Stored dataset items

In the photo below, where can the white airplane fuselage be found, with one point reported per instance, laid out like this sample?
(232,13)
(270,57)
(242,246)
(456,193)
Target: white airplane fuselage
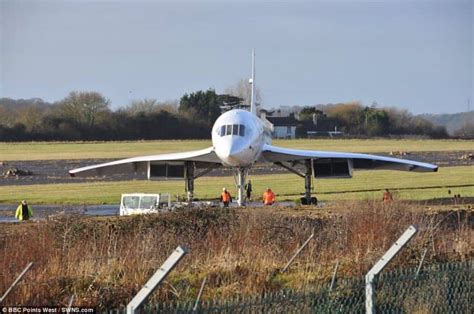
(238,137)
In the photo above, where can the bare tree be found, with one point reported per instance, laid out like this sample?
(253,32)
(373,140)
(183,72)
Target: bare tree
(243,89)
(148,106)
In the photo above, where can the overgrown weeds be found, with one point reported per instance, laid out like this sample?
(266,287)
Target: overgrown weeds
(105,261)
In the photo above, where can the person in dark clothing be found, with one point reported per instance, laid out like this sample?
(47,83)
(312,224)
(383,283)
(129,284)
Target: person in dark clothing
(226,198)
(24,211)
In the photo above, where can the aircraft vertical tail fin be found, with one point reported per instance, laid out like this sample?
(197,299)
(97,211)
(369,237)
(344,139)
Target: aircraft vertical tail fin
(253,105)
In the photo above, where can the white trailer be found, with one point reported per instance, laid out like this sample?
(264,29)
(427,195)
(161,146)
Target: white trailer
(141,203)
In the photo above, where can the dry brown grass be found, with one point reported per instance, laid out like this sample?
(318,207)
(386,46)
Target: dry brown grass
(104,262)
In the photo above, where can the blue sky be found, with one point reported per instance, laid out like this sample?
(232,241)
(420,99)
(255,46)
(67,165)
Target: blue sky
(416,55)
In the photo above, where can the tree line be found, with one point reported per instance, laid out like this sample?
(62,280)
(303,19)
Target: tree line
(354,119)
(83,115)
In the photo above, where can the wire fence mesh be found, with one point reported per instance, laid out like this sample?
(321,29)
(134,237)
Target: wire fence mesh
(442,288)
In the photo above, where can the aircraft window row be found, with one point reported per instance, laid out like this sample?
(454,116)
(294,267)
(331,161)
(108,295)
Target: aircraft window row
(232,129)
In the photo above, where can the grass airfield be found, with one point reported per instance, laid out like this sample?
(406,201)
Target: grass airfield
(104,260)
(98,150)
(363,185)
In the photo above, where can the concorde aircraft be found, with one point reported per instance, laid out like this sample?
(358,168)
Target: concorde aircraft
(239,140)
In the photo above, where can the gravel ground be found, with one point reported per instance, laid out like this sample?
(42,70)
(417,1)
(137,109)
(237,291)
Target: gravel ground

*TASK TO COMPLETE*. Set every record down verbatim. No pictures belong in the copy.

*REPLY*.
In the photo below, where can the white airplane fuselage be found, with one point reported per instance, laid out like this sample?
(232,13)
(270,57)
(242,246)
(456,193)
Target: white airplane fuselage
(238,137)
In the photo above, where can the bare tree be found, with one point reported per instance, laid out like this sample?
(253,32)
(373,140)
(183,72)
Target: bare tree
(243,89)
(148,106)
In the photo above, where can the overgrown weeds be found, with one point reported per instance, laid out like this sample?
(266,287)
Target: overgrown weeds
(105,261)
In the photo above, where can the person in dark clothing be found, with one point reported per instance, laid out like this sample?
(47,83)
(312,224)
(383,283)
(129,284)
Target: person in dark clothing
(226,198)
(24,211)
In the photo above, where can the aircraft vertical tail fin be found, with one point reported per instance, laid out like this sample?
(197,299)
(97,211)
(369,237)
(344,139)
Target: aircraft vertical tail fin
(253,105)
In the photo above, where can the white trailer be found, with one point reported per instance, laid out like this sample?
(264,29)
(427,195)
(161,146)
Target: white trailer
(141,203)
In the photo above, where can the dry brown grass be found, with one point reported per instance, laid out like this sample?
(318,207)
(386,46)
Target: dry brown grass
(104,262)
In the photo above, where can the blue sky be found, with one point reported per instance, laid out like this sample?
(232,241)
(420,99)
(255,46)
(67,165)
Target: blue sky
(416,55)
In the photo above, where can the tree line be found, with one point reported per instance, laid out like this sample?
(62,280)
(303,19)
Target: tree line
(354,119)
(83,115)
In the photo above, where can the wire fence mesh be found, with one point reported per instance, laid out like this sample?
(321,29)
(134,237)
Target: wire fence mesh
(442,288)
In the photo above, where can the aircraft window row be found, with one point reported per instance, laid out like this sample?
(454,116)
(294,267)
(331,161)
(108,295)
Target: aircraft window row
(232,129)
In the photo above, where can the grass airfield be found, with one point reported per instance, laid out like this sample?
(406,201)
Target: grass airfield
(104,260)
(98,150)
(363,185)
In the photo above, where can the concorde aircraft be found, with one point reported per instance, laid out like this sample?
(358,168)
Target: concorde aircraft
(239,140)
In the photo above, where can the gravel ground be found, with one point reported per instance, laid out like this sample?
(42,70)
(417,1)
(137,109)
(237,291)
Target: gravel ground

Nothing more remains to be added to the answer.